Look for the word "query" in the entries below, then copy every line that has it.

MATERIAL SUPPLIED: Begin

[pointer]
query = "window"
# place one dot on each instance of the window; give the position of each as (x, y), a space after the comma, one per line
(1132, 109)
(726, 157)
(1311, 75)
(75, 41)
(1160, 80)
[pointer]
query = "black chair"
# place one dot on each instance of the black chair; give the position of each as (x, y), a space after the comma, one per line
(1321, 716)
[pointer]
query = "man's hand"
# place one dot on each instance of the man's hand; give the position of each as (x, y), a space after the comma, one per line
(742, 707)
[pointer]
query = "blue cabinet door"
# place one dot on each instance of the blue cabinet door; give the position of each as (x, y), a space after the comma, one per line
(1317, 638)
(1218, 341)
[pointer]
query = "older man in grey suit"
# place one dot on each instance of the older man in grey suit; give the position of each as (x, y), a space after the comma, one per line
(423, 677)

MATERIAL SUPPLIED: End

PROBLEM SOLUTION ▸
query = "window"
query = "black chair"
query = "man's hand"
query = "blue cabinet door"
query = "older man in grey suit"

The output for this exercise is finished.